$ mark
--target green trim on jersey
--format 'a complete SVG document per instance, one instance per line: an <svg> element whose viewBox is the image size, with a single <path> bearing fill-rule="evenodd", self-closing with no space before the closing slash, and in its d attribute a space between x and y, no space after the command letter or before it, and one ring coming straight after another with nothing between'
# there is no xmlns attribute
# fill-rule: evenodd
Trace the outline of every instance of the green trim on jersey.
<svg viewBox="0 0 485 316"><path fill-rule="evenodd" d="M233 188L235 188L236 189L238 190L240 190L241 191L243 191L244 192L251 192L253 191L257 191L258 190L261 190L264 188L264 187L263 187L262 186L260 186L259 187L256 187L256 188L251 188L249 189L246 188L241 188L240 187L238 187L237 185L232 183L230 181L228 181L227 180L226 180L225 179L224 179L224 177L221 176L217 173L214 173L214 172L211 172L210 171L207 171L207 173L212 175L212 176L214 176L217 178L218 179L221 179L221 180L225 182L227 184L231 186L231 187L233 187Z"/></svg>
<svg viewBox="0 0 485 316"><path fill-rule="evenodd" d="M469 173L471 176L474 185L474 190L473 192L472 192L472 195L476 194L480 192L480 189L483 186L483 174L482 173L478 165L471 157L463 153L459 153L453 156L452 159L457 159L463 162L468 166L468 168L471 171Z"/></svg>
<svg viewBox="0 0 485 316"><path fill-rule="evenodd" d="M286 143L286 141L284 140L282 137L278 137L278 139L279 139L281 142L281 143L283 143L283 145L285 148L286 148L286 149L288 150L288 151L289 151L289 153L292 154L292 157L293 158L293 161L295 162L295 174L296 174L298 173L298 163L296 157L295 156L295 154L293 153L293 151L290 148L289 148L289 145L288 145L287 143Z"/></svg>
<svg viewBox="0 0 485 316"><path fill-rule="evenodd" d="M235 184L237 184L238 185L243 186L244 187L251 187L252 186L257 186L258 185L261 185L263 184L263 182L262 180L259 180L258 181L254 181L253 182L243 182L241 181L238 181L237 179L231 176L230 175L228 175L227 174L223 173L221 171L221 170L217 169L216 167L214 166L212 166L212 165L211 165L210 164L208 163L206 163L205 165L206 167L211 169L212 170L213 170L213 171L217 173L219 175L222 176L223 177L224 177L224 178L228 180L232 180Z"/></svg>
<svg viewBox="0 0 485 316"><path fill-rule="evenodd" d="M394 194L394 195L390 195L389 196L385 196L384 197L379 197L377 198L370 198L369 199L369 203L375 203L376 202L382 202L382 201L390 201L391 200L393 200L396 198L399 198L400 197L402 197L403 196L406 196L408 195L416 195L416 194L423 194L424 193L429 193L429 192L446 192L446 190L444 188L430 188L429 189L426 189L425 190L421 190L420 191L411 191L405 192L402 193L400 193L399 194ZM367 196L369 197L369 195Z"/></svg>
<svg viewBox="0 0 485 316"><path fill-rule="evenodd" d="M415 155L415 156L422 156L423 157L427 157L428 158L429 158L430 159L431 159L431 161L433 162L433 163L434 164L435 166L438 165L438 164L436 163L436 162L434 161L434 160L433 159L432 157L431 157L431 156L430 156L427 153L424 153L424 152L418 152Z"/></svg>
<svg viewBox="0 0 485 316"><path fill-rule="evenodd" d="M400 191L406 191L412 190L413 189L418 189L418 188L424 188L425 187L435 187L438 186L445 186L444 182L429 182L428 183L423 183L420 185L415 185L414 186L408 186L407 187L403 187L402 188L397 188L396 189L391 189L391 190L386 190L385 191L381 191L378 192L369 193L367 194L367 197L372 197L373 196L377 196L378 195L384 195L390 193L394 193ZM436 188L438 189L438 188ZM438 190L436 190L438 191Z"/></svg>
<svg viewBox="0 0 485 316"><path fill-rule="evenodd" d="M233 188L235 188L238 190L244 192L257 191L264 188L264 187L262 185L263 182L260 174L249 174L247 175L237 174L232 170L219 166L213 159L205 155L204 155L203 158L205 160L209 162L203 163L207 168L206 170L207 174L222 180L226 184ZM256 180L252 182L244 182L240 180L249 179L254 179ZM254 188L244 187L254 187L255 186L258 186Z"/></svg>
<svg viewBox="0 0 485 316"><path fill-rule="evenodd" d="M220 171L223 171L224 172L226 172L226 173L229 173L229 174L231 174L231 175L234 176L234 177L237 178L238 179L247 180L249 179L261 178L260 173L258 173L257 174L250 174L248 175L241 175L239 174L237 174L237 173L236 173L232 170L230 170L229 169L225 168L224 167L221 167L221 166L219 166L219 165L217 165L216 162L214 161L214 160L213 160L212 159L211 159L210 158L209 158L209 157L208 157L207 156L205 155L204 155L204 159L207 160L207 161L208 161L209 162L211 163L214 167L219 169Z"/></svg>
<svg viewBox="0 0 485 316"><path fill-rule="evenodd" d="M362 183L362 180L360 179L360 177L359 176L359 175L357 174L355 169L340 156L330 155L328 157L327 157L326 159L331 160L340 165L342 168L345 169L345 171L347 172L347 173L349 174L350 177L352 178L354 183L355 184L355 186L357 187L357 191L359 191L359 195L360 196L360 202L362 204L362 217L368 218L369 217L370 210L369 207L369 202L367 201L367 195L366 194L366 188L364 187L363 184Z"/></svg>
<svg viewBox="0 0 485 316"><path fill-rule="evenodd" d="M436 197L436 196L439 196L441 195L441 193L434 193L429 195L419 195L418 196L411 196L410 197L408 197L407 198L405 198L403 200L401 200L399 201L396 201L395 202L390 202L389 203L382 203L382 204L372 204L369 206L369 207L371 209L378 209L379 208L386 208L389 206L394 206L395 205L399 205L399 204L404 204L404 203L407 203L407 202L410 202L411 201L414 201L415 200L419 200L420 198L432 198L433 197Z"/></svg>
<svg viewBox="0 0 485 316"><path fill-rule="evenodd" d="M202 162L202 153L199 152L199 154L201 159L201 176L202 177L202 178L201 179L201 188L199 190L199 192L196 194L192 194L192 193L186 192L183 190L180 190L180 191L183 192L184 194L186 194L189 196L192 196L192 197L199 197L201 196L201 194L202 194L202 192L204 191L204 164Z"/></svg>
-----
== Exercise description ==
Please echo every one of the lines above back verbatim, changing nothing.

== Answer ==
$ mark
--target green trim on jersey
--format 'a complete SVG document per instance, one instance per line: an <svg> element whose viewBox is the image size, with a single <path> bearing fill-rule="evenodd", self-closing with no space before the closing slash, and in its d attribute a space between x and y, no space after the command letter or before it, and one ring coming straight after another with nothing between'
# there is no xmlns attribute
# fill-rule: evenodd
Trace the outline of every instance of the green trim on jersey.
<svg viewBox="0 0 485 316"><path fill-rule="evenodd" d="M233 188L235 188L236 189L238 190L240 190L241 191L243 191L244 192L251 192L253 191L257 191L258 190L261 190L264 188L264 187L263 187L262 186L260 186L259 187L256 187L256 188L251 188L249 189L246 188L241 188L240 187L238 187L237 185L232 183L230 181L228 181L227 180L226 180L225 179L224 179L224 177L221 176L217 173L214 173L214 172L211 172L210 171L207 171L207 173L212 175L212 176L214 176L217 178L218 179L221 179L221 180L225 182L227 184L231 186L231 187L233 187Z"/></svg>
<svg viewBox="0 0 485 316"><path fill-rule="evenodd" d="M469 173L471 176L474 185L474 190L473 192L472 192L472 195L476 194L480 192L480 189L483 186L483 174L482 173L478 165L471 157L463 153L459 153L453 156L452 159L457 159L463 162L468 166L468 168L471 171Z"/></svg>
<svg viewBox="0 0 485 316"><path fill-rule="evenodd" d="M286 143L286 141L284 140L282 137L278 137L278 139L279 139L281 142L281 143L283 143L283 145L285 148L286 148L286 149L288 150L288 151L289 151L289 153L292 154L292 157L293 158L293 161L295 162L295 174L296 174L298 173L298 163L296 157L295 156L295 154L293 153L293 151L290 148L289 148L289 145L288 145L287 143Z"/></svg>
<svg viewBox="0 0 485 316"><path fill-rule="evenodd" d="M235 184L237 184L238 185L243 186L244 187L251 187L252 186L257 186L258 185L261 185L263 184L263 182L262 180L259 180L258 181L254 181L253 182L243 182L241 181L238 181L237 179L231 176L230 175L228 175L227 174L223 173L221 171L221 170L217 169L216 167L214 166L212 166L212 165L211 165L210 164L208 163L206 163L205 165L206 167L211 169L212 170L213 170L213 171L217 173L219 175L222 176L223 177L224 177L224 178L228 180L232 180Z"/></svg>
<svg viewBox="0 0 485 316"><path fill-rule="evenodd" d="M394 194L394 195L390 195L389 196L385 196L384 197L379 197L377 198L370 198L369 199L369 203L375 203L376 202L382 202L382 201L390 201L391 200L393 200L396 198L399 198L400 197L402 197L403 196L406 196L408 195L416 195L416 194L423 194L424 193L429 193L429 192L446 192L446 190L444 188L430 188L429 189L426 189L425 190L421 190L420 191L411 191L405 192L402 193L400 193L399 194ZM367 196L369 197L369 195Z"/></svg>
<svg viewBox="0 0 485 316"><path fill-rule="evenodd" d="M415 155L415 156L422 156L423 157L427 157L428 158L429 158L430 159L431 159L431 161L433 162L433 163L434 164L435 166L438 165L438 164L436 163L436 162L434 161L434 160L433 159L432 157L431 157L431 156L430 156L427 153L424 153L424 152L418 152Z"/></svg>
<svg viewBox="0 0 485 316"><path fill-rule="evenodd" d="M400 191L406 191L412 190L413 189L418 189L418 188L424 188L425 187L435 187L438 186L445 186L444 182L429 182L428 183L423 183L420 185L415 185L414 186L408 186L407 187L403 187L402 188L397 188L396 189L391 189L391 190L386 190L385 191L381 191L378 192L369 193L367 194L367 197L372 197L373 196L377 196L378 195L384 195L390 193L394 193ZM436 188L438 189L438 188ZM438 190L436 190L438 191Z"/></svg>
<svg viewBox="0 0 485 316"><path fill-rule="evenodd" d="M233 188L235 188L238 190L244 192L257 191L264 188L264 187L262 185L263 182L260 174L249 174L247 175L237 174L232 170L219 166L213 159L205 155L204 155L203 158L205 160L209 162L203 163L207 168L206 170L207 174L222 180L226 184ZM256 180L252 182L244 182L240 180L249 179L254 179ZM254 188L244 187L254 187L255 186L258 186Z"/></svg>
<svg viewBox="0 0 485 316"><path fill-rule="evenodd" d="M220 171L223 171L224 172L226 172L226 173L229 173L229 174L231 174L231 175L234 176L234 177L237 178L238 179L247 180L249 179L261 178L260 173L258 173L257 174L250 174L248 175L241 175L239 174L237 174L237 173L236 173L232 170L230 170L229 169L225 168L224 167L221 167L221 166L219 166L219 165L217 165L216 162L214 161L214 160L213 160L212 159L211 159L210 158L209 158L209 157L208 157L207 156L205 155L204 155L204 159L207 160L207 161L208 161L209 162L211 163L214 167L219 169Z"/></svg>
<svg viewBox="0 0 485 316"><path fill-rule="evenodd" d="M362 183L362 180L360 179L360 177L359 176L359 175L357 174L355 169L340 156L330 155L328 157L327 157L326 159L331 160L340 165L342 168L345 169L345 171L347 172L347 173L349 174L350 177L352 178L354 183L355 184L355 186L357 187L357 191L359 191L359 195L360 196L360 202L362 204L362 217L368 218L369 217L370 210L369 207L369 202L367 201L367 195L366 194L366 188L364 187L363 184Z"/></svg>
<svg viewBox="0 0 485 316"><path fill-rule="evenodd" d="M436 197L436 196L439 196L441 195L441 193L434 193L429 195L419 195L418 196L411 196L410 197L408 197L407 198L405 198L403 200L401 200L399 201L396 201L395 202L390 202L389 203L382 203L382 204L372 204L369 206L369 207L371 209L378 209L379 208L386 208L389 206L394 206L395 205L399 205L399 204L404 204L404 203L407 203L407 202L410 202L411 201L414 201L415 200L419 200L420 198L432 198L433 197Z"/></svg>
<svg viewBox="0 0 485 316"><path fill-rule="evenodd" d="M202 162L202 153L199 152L199 154L201 159L201 176L202 177L202 178L201 179L201 188L199 190L199 192L196 194L192 194L192 193L186 192L183 190L180 190L180 191L183 192L184 194L186 194L189 196L192 196L192 197L199 197L201 196L201 194L202 194L202 192L204 191L204 164Z"/></svg>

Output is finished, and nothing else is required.